> [Passage shown]
Processing and presentation of a mycobacterial antigen 85B epitope by murine macrophages is dependent on the phagosomal acquisition of vacuolar proton ATPase and in situ activation of cathepsin D.

Mycobacterium tuberculosis (strain H37Rv) and bacillus Calmette-Guérin (BCG) vaccine inhibit phagosome maturation in macrophages and their effect on processing, and presentation of a secreted Ag85 complex B protein, Ag85B, by mouse macrophages was analyzed. Macrophages were infected with GFP-expressing mycobacterial strains and analyzed for in situ localization of vacuolar proton ATPase (v-ATPase) and cathepsin D (Cat D) using Western blot analysis and immunofluorescence. H37Rv and BCG phagosomes excluded the v-ATPase and maintained neutral pH while the attenuated H37Ra strain acquired v-ATPase and acidified. Mycobacterial phagosomes acquired Cat D, although strains BCG and H37Rv phagosomes contained the inactive 46-kDa form, whereas H37Ra phagosomes had the active 30-kDa form. Infected macrophages were overlaid with a T cell hybridoma specific for an Ag85B epitope complexed with MHC class II. Coincident with active Cat D, H37Ra-infected macrophages presented the epitope to T cells inducing IL-2, whereas H37Rv- and BCG-infected macrophages were less efficient in IL-2 induction. Bafilomycin inhibited the induction of macrophage-induced IL-2 from T cells indicating that v-ATPase was essential for macrophage processing of Ag85B. Furthermore, the small interfering RNA interference of Cat D synthesis resulted in a marked decrease in the levels of macrophage-induced IL-2. Thus, a v-ATPase-dependent phagosomal activation of Cat D was required for the generation of an Ag85B epitope by macrophages. Reduced processing of Ag85B by H37Rv- and BCG-infected macrophages suggests that phagosome maturation arrest interferes with the efficient processing of Ags in macrophages. Because Ag85B is immunodominant, this state may lead to a decreased ability of the wild-type as well as the BCG vaccine to induce protective immunity.

> [Source information]

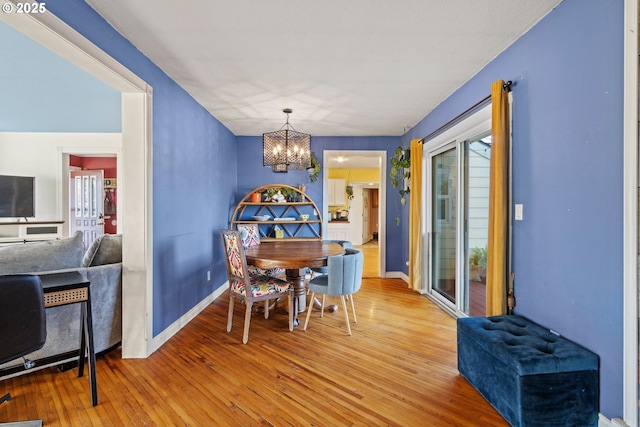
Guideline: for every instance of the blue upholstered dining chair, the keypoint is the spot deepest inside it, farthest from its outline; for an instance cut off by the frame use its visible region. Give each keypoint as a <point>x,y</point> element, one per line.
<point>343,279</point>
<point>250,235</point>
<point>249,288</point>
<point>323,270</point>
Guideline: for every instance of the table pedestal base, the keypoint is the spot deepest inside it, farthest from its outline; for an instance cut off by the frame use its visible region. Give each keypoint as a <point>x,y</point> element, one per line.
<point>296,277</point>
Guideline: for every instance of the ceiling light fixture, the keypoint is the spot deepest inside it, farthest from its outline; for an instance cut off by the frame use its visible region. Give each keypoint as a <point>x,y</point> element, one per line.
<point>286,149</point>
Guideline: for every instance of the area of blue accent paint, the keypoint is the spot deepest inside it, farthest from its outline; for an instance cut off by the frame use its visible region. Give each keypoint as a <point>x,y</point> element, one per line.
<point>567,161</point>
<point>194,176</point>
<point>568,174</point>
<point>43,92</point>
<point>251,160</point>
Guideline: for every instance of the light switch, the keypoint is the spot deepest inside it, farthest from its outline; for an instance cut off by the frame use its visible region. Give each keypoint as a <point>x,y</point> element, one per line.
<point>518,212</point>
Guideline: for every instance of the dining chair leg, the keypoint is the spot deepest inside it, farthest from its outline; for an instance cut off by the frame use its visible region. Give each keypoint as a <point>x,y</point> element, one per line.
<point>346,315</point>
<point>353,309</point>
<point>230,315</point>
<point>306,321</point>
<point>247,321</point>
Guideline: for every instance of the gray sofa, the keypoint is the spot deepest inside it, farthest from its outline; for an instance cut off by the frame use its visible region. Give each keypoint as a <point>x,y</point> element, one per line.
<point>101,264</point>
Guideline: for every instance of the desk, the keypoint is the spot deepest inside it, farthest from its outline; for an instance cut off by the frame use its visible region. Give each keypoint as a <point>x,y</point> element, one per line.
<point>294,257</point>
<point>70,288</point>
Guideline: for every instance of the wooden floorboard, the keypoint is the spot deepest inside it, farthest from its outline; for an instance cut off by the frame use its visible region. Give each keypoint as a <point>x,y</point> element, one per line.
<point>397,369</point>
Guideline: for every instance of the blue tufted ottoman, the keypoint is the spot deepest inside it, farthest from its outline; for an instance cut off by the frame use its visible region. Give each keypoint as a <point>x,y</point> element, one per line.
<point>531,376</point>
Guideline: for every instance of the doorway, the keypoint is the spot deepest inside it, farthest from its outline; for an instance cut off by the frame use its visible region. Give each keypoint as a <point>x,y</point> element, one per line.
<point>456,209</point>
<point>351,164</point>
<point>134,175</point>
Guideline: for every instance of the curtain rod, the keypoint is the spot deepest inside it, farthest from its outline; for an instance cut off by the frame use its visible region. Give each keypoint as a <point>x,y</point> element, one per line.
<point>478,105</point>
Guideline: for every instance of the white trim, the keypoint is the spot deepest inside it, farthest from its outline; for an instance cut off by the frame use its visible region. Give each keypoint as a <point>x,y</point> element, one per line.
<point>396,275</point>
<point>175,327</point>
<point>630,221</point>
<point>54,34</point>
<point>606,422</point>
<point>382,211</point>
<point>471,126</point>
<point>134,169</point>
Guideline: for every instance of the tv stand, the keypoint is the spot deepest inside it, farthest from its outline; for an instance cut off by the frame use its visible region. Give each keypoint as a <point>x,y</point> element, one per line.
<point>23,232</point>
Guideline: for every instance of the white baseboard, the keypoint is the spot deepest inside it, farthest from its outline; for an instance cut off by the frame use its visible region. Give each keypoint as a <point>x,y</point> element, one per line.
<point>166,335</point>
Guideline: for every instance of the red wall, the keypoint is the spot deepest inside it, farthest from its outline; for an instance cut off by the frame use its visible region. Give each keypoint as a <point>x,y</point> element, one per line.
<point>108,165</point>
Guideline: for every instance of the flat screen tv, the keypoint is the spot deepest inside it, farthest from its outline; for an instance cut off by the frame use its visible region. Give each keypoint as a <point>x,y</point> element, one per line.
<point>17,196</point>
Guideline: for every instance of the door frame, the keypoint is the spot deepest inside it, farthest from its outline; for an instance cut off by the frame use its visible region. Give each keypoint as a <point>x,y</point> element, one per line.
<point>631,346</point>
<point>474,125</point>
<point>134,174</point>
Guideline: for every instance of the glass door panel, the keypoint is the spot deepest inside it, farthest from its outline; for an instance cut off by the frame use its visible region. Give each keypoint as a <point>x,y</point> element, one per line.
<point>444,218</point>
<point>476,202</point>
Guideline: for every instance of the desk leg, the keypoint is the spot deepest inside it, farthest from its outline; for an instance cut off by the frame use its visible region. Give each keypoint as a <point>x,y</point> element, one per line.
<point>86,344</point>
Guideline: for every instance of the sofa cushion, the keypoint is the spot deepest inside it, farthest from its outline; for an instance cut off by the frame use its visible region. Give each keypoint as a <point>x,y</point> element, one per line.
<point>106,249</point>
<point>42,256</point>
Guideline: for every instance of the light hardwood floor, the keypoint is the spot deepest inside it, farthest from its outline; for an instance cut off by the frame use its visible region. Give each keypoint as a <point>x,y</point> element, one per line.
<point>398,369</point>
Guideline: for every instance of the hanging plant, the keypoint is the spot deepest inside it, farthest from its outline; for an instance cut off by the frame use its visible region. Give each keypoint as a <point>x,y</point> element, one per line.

> [Brief]
Could you set down, word for word, everything in the mycobacterial antigen abstract above from "Processing and presentation" down to "of cathepsin D."?

> [Your response]
Processing and presentation of a mycobacterial antigen 85B epitope by murine macrophages is dependent on the phagosomal acquisition of vacuolar proton ATPase and in situ activation of cathepsin D.